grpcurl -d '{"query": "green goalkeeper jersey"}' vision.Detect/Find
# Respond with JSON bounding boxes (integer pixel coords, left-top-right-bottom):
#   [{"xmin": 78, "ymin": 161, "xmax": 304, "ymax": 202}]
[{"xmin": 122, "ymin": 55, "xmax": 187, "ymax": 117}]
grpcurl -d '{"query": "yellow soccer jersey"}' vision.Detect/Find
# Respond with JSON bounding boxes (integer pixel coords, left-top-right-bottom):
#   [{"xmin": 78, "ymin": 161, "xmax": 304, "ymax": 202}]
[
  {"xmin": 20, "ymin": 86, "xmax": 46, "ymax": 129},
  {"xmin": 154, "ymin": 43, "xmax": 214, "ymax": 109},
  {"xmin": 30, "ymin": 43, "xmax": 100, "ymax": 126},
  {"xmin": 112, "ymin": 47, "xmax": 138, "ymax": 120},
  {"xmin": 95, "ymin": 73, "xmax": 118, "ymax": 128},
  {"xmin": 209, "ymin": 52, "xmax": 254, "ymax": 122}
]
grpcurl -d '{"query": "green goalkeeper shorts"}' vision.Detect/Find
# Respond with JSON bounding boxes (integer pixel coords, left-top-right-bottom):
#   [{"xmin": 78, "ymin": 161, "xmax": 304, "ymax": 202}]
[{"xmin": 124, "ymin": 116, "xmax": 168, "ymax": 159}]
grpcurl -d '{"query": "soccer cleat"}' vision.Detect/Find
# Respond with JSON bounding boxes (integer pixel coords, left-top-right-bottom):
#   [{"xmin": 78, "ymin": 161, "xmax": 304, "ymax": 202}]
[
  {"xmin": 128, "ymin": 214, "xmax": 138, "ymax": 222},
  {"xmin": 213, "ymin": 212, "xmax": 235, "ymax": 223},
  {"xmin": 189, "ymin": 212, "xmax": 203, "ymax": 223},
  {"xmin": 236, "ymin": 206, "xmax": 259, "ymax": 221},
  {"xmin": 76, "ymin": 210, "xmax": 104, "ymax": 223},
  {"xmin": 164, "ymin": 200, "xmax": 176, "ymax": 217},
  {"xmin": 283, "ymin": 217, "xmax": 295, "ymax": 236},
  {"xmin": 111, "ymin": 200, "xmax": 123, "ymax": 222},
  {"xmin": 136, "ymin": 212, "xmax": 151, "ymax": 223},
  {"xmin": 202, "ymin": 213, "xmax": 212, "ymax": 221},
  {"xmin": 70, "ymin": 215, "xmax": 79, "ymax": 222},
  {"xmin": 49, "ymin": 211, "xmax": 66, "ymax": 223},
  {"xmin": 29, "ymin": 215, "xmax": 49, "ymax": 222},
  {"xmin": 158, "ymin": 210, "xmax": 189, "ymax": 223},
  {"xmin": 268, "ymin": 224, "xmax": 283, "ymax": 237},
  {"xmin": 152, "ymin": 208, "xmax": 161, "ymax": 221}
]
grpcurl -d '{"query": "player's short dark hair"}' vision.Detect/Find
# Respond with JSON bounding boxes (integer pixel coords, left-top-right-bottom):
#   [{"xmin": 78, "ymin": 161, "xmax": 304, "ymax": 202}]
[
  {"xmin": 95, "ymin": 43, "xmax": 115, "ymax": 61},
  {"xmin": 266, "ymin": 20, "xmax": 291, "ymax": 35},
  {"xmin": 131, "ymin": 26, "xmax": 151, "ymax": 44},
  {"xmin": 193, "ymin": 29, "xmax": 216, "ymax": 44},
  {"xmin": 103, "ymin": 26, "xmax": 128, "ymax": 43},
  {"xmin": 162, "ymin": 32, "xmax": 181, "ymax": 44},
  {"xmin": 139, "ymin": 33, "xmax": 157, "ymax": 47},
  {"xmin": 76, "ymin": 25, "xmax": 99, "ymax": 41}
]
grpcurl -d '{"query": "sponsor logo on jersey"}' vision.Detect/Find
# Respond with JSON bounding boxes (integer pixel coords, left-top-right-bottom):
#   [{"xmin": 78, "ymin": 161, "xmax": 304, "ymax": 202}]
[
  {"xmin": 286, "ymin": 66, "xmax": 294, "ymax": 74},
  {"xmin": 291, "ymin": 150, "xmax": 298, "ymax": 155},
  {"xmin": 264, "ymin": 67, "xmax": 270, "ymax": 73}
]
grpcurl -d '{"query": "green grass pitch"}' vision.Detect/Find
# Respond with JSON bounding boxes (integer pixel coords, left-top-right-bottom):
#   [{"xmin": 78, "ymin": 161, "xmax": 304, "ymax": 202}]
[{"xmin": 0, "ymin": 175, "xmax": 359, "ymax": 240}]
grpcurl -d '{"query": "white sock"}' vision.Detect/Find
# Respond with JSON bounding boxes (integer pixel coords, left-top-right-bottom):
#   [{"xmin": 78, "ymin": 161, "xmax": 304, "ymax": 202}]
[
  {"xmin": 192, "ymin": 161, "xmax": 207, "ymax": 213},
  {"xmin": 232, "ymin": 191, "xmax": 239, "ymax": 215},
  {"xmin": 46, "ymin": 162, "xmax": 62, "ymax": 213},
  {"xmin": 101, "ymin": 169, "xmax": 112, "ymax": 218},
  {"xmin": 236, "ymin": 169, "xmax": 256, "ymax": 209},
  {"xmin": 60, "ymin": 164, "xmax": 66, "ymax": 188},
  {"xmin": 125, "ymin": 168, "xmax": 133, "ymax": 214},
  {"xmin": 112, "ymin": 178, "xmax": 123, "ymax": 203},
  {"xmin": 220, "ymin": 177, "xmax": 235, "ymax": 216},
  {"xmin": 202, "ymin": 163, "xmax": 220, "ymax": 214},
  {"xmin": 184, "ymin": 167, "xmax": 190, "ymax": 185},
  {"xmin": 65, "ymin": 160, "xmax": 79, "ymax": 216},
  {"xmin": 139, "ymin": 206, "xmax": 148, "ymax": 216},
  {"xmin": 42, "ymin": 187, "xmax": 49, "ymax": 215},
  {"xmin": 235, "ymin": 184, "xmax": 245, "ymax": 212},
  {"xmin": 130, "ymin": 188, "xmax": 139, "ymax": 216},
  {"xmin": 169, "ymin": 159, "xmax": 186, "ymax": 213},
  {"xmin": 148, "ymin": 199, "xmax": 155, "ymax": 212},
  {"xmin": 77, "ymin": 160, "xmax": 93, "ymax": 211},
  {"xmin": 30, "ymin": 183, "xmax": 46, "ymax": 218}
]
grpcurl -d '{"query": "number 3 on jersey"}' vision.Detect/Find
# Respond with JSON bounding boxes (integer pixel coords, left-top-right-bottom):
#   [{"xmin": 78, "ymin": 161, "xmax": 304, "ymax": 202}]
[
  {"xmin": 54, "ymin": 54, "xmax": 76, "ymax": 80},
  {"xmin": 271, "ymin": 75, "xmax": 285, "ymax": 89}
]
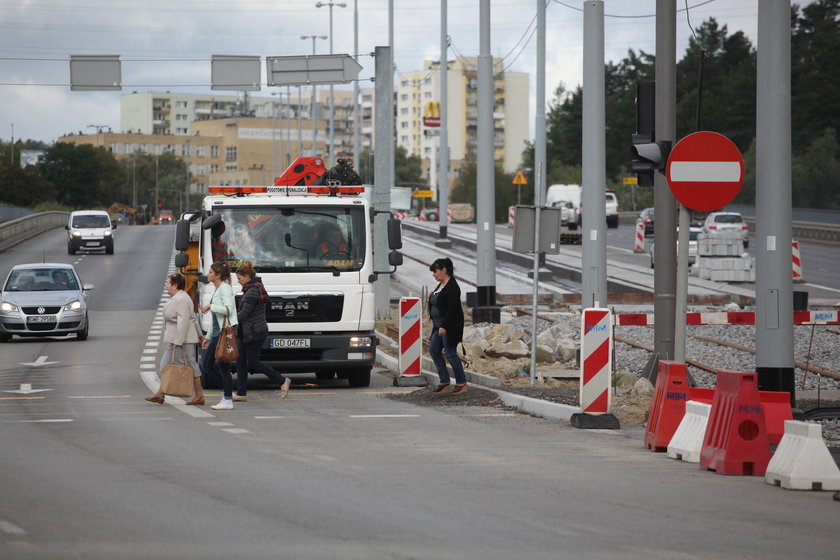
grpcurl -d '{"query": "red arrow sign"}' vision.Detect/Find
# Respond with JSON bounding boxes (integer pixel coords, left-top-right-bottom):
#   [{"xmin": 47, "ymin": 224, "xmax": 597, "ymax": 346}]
[{"xmin": 666, "ymin": 131, "xmax": 744, "ymax": 212}]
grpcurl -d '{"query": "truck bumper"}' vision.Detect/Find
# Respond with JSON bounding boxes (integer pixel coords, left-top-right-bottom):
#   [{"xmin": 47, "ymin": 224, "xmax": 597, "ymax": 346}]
[{"xmin": 260, "ymin": 331, "xmax": 378, "ymax": 372}]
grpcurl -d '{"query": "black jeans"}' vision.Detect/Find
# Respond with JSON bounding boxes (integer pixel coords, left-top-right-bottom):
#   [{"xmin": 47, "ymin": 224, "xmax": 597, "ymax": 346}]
[{"xmin": 235, "ymin": 336, "xmax": 287, "ymax": 395}]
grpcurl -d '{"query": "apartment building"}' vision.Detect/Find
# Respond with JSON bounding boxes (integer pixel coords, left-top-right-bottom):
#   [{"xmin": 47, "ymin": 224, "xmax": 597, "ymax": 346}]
[{"xmin": 395, "ymin": 57, "xmax": 529, "ymax": 178}]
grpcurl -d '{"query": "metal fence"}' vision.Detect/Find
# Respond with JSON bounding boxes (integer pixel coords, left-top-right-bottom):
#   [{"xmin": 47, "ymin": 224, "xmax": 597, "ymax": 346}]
[{"xmin": 0, "ymin": 211, "xmax": 70, "ymax": 250}]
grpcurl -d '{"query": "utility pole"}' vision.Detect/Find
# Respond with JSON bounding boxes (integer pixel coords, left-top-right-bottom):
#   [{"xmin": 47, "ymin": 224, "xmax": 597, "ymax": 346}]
[
  {"xmin": 301, "ymin": 34, "xmax": 327, "ymax": 156},
  {"xmin": 316, "ymin": 1, "xmax": 347, "ymax": 165},
  {"xmin": 374, "ymin": 46, "xmax": 394, "ymax": 319},
  {"xmin": 435, "ymin": 0, "xmax": 451, "ymax": 248},
  {"xmin": 353, "ymin": 0, "xmax": 361, "ymax": 164}
]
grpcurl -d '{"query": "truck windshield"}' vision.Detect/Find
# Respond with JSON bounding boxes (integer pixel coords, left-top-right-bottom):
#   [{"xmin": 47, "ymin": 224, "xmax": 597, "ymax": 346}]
[{"xmin": 209, "ymin": 206, "xmax": 366, "ymax": 273}]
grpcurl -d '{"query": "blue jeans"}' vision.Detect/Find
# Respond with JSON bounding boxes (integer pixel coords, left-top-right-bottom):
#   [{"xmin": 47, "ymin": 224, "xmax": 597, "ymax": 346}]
[
  {"xmin": 235, "ymin": 336, "xmax": 287, "ymax": 396},
  {"xmin": 429, "ymin": 328, "xmax": 466, "ymax": 385},
  {"xmin": 202, "ymin": 335, "xmax": 233, "ymax": 399}
]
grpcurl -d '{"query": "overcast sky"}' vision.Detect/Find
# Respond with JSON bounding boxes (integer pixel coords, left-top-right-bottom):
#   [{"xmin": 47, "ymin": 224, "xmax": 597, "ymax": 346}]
[{"xmin": 0, "ymin": 1, "xmax": 801, "ymax": 145}]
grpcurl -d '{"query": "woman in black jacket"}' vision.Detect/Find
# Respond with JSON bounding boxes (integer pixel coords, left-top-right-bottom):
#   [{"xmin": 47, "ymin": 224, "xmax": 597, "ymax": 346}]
[
  {"xmin": 233, "ymin": 262, "xmax": 292, "ymax": 400},
  {"xmin": 428, "ymin": 258, "xmax": 467, "ymax": 395}
]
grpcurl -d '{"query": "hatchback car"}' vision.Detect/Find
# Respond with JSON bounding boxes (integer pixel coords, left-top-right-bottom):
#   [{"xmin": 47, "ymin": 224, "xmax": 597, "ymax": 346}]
[
  {"xmin": 636, "ymin": 207, "xmax": 655, "ymax": 237},
  {"xmin": 702, "ymin": 211, "xmax": 749, "ymax": 248},
  {"xmin": 0, "ymin": 263, "xmax": 94, "ymax": 341}
]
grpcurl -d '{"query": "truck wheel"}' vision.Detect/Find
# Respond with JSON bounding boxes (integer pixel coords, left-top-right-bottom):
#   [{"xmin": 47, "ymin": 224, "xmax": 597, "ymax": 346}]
[{"xmin": 347, "ymin": 367, "xmax": 371, "ymax": 388}]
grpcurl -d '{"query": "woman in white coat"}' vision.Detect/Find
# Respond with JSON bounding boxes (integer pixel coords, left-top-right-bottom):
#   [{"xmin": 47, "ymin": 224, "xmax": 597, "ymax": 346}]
[
  {"xmin": 199, "ymin": 261, "xmax": 239, "ymax": 410},
  {"xmin": 145, "ymin": 273, "xmax": 206, "ymax": 405}
]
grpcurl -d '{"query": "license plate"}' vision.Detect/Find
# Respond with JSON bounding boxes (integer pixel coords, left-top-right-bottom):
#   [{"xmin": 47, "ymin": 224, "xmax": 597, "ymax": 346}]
[
  {"xmin": 27, "ymin": 315, "xmax": 55, "ymax": 323},
  {"xmin": 85, "ymin": 242, "xmax": 100, "ymax": 246},
  {"xmin": 270, "ymin": 338, "xmax": 310, "ymax": 349}
]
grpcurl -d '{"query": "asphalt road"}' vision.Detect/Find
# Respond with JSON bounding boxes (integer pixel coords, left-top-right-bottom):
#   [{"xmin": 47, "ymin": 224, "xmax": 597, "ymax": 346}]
[{"xmin": 1, "ymin": 226, "xmax": 838, "ymax": 559}]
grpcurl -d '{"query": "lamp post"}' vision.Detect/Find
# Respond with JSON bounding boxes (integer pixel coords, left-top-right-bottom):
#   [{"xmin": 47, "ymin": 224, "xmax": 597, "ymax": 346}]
[
  {"xmin": 301, "ymin": 34, "xmax": 327, "ymax": 156},
  {"xmin": 315, "ymin": 1, "xmax": 347, "ymax": 165}
]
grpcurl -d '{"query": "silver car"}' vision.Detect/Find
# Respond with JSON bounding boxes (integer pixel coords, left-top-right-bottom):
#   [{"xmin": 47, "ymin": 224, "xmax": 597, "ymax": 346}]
[
  {"xmin": 702, "ymin": 211, "xmax": 750, "ymax": 248},
  {"xmin": 0, "ymin": 263, "xmax": 94, "ymax": 342}
]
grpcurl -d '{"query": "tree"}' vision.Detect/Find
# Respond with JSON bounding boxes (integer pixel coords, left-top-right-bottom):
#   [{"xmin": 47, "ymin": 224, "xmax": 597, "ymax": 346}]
[
  {"xmin": 791, "ymin": 128, "xmax": 840, "ymax": 210},
  {"xmin": 354, "ymin": 146, "xmax": 426, "ymax": 187},
  {"xmin": 450, "ymin": 157, "xmax": 516, "ymax": 222},
  {"xmin": 38, "ymin": 143, "xmax": 122, "ymax": 208}
]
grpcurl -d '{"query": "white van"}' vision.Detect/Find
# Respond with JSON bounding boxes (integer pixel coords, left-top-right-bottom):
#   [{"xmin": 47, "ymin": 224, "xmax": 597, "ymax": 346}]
[
  {"xmin": 66, "ymin": 210, "xmax": 116, "ymax": 255},
  {"xmin": 546, "ymin": 184, "xmax": 581, "ymax": 230}
]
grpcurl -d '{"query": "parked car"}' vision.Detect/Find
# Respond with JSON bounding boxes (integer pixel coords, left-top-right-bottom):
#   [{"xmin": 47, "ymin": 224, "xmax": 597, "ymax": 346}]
[
  {"xmin": 650, "ymin": 227, "xmax": 701, "ymax": 268},
  {"xmin": 605, "ymin": 190, "xmax": 619, "ymax": 228},
  {"xmin": 636, "ymin": 207, "xmax": 655, "ymax": 237},
  {"xmin": 549, "ymin": 200, "xmax": 577, "ymax": 227},
  {"xmin": 702, "ymin": 211, "xmax": 749, "ymax": 248},
  {"xmin": 66, "ymin": 210, "xmax": 116, "ymax": 255},
  {"xmin": 0, "ymin": 263, "xmax": 94, "ymax": 342}
]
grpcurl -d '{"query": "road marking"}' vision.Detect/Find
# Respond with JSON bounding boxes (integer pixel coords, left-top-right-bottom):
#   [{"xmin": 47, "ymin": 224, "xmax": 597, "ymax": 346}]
[
  {"xmin": 145, "ymin": 341, "xmax": 160, "ymax": 347},
  {"xmin": 19, "ymin": 355, "xmax": 58, "ymax": 367},
  {"xmin": 349, "ymin": 414, "xmax": 421, "ymax": 418},
  {"xmin": 359, "ymin": 390, "xmax": 416, "ymax": 394},
  {"xmin": 67, "ymin": 395, "xmax": 132, "ymax": 399},
  {"xmin": 254, "ymin": 416, "xmax": 285, "ymax": 419},
  {"xmin": 11, "ymin": 419, "xmax": 74, "ymax": 423},
  {"xmin": 142, "ymin": 349, "xmax": 156, "ymax": 354},
  {"xmin": 468, "ymin": 413, "xmax": 517, "ymax": 417},
  {"xmin": 0, "ymin": 520, "xmax": 27, "ymax": 535},
  {"xmin": 171, "ymin": 404, "xmax": 214, "ymax": 418},
  {"xmin": 222, "ymin": 428, "xmax": 251, "ymax": 434},
  {"xmin": 0, "ymin": 396, "xmax": 46, "ymax": 401},
  {"xmin": 3, "ymin": 384, "xmax": 53, "ymax": 395},
  {"xmin": 208, "ymin": 421, "xmax": 234, "ymax": 427}
]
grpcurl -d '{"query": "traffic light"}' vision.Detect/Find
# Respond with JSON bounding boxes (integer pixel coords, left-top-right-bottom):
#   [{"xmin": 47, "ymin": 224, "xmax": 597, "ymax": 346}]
[
  {"xmin": 630, "ymin": 81, "xmax": 668, "ymax": 187},
  {"xmin": 157, "ymin": 197, "xmax": 162, "ymax": 209}
]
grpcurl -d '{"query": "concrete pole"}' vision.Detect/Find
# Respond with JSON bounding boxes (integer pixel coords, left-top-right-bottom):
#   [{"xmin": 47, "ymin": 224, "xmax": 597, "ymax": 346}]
[
  {"xmin": 756, "ymin": 0, "xmax": 794, "ymax": 403},
  {"xmin": 472, "ymin": 0, "xmax": 499, "ymax": 324},
  {"xmin": 436, "ymin": 0, "xmax": 451, "ymax": 247},
  {"xmin": 297, "ymin": 86, "xmax": 303, "ymax": 156},
  {"xmin": 353, "ymin": 0, "xmax": 361, "ymax": 165},
  {"xmin": 581, "ymin": 1, "xmax": 607, "ymax": 310},
  {"xmin": 374, "ymin": 46, "xmax": 394, "ymax": 319},
  {"xmin": 531, "ymin": 0, "xmax": 549, "ymax": 280},
  {"xmin": 388, "ymin": 0, "xmax": 396, "ymax": 188},
  {"xmin": 650, "ymin": 0, "xmax": 678, "ymax": 383}
]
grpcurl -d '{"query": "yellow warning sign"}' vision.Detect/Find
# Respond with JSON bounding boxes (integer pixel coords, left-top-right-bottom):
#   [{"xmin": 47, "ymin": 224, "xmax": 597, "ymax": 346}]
[
  {"xmin": 623, "ymin": 176, "xmax": 638, "ymax": 185},
  {"xmin": 413, "ymin": 190, "xmax": 434, "ymax": 198},
  {"xmin": 513, "ymin": 170, "xmax": 528, "ymax": 185}
]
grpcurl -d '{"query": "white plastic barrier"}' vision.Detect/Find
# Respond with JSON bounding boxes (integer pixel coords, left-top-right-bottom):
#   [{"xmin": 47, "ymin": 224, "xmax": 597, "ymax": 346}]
[
  {"xmin": 666, "ymin": 400, "xmax": 711, "ymax": 463},
  {"xmin": 765, "ymin": 420, "xmax": 840, "ymax": 491}
]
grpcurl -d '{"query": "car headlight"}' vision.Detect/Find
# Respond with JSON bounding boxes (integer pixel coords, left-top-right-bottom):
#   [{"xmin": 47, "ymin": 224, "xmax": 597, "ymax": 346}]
[
  {"xmin": 0, "ymin": 301, "xmax": 18, "ymax": 313},
  {"xmin": 65, "ymin": 300, "xmax": 83, "ymax": 312},
  {"xmin": 72, "ymin": 230, "xmax": 82, "ymax": 237},
  {"xmin": 104, "ymin": 230, "xmax": 111, "ymax": 236},
  {"xmin": 349, "ymin": 336, "xmax": 372, "ymax": 348}
]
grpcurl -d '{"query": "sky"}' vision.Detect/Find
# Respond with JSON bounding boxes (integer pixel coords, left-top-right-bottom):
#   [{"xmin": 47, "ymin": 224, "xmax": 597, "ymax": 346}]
[{"xmin": 0, "ymin": 0, "xmax": 800, "ymax": 145}]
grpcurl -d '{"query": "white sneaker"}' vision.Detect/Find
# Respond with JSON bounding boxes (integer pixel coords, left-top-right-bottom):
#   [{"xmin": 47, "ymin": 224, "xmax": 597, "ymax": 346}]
[{"xmin": 211, "ymin": 399, "xmax": 233, "ymax": 410}]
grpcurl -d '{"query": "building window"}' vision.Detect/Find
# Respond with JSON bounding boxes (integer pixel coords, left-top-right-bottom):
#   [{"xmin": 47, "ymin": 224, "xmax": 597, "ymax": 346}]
[
  {"xmin": 225, "ymin": 147, "xmax": 237, "ymax": 162},
  {"xmin": 182, "ymin": 144, "xmax": 190, "ymax": 157},
  {"xmin": 210, "ymin": 164, "xmax": 219, "ymax": 173},
  {"xmin": 226, "ymin": 165, "xmax": 237, "ymax": 172},
  {"xmin": 211, "ymin": 146, "xmax": 219, "ymax": 158},
  {"xmin": 196, "ymin": 146, "xmax": 205, "ymax": 157}
]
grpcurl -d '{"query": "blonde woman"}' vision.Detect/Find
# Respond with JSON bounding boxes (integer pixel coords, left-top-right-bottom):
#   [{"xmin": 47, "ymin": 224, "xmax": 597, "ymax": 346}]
[{"xmin": 199, "ymin": 261, "xmax": 239, "ymax": 410}]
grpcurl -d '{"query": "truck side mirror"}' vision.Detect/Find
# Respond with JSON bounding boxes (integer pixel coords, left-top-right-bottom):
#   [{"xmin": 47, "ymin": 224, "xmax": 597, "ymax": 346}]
[
  {"xmin": 174, "ymin": 219, "xmax": 190, "ymax": 251},
  {"xmin": 388, "ymin": 251, "xmax": 403, "ymax": 267},
  {"xmin": 174, "ymin": 252, "xmax": 189, "ymax": 268},
  {"xmin": 387, "ymin": 218, "xmax": 403, "ymax": 250}
]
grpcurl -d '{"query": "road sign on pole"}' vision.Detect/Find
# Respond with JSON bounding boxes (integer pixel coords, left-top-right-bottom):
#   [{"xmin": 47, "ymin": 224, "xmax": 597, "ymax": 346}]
[
  {"xmin": 665, "ymin": 131, "xmax": 744, "ymax": 211},
  {"xmin": 513, "ymin": 170, "xmax": 528, "ymax": 185}
]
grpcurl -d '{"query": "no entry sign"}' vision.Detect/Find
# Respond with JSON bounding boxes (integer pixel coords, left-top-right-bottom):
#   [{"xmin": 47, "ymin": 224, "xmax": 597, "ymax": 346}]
[{"xmin": 666, "ymin": 131, "xmax": 744, "ymax": 211}]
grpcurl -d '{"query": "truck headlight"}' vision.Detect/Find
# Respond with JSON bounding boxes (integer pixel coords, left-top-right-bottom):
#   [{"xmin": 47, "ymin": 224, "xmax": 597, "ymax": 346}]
[
  {"xmin": 65, "ymin": 300, "xmax": 83, "ymax": 312},
  {"xmin": 349, "ymin": 336, "xmax": 372, "ymax": 347},
  {"xmin": 72, "ymin": 230, "xmax": 82, "ymax": 237},
  {"xmin": 0, "ymin": 301, "xmax": 18, "ymax": 313}
]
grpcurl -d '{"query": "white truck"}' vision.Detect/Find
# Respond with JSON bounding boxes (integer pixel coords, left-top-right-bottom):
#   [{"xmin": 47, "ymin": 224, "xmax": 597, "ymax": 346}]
[
  {"xmin": 546, "ymin": 183, "xmax": 619, "ymax": 229},
  {"xmin": 173, "ymin": 158, "xmax": 403, "ymax": 388}
]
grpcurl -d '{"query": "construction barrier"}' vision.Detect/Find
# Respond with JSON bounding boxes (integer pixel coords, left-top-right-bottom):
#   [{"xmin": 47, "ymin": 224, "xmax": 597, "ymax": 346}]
[
  {"xmin": 667, "ymin": 401, "xmax": 712, "ymax": 463},
  {"xmin": 759, "ymin": 391, "xmax": 793, "ymax": 445},
  {"xmin": 700, "ymin": 370, "xmax": 772, "ymax": 476},
  {"xmin": 508, "ymin": 205, "xmax": 516, "ymax": 228},
  {"xmin": 765, "ymin": 420, "xmax": 840, "ymax": 491},
  {"xmin": 579, "ymin": 308, "xmax": 613, "ymax": 414},
  {"xmin": 398, "ymin": 297, "xmax": 422, "ymax": 377},
  {"xmin": 644, "ymin": 361, "xmax": 691, "ymax": 452},
  {"xmin": 792, "ymin": 239, "xmax": 803, "ymax": 282},
  {"xmin": 614, "ymin": 310, "xmax": 839, "ymax": 326},
  {"xmin": 633, "ymin": 221, "xmax": 646, "ymax": 253}
]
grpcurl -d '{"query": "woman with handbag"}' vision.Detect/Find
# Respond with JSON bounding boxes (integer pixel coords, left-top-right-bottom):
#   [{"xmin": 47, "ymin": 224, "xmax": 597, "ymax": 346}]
════
What is being asked
For this listing, copy out every line that includes the word "barrier".

Answer space
grpcurl -d '{"query": "white plastic barrier"}' vision.Detect/Find
grpcurl -d '{"query": "construction barrier"}' vision.Detect/Find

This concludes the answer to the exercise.